*Problem statement:* The data below is to be set down exactly.

*Data to use:*

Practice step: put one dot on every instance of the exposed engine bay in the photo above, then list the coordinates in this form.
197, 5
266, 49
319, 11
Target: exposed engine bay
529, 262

*Problem solution:*
Practice step: put one dot on every instance of the exposed engine bay in the photo above, then list the coordinates in this form.
197, 5
266, 49
319, 11
Target: exposed engine bay
529, 262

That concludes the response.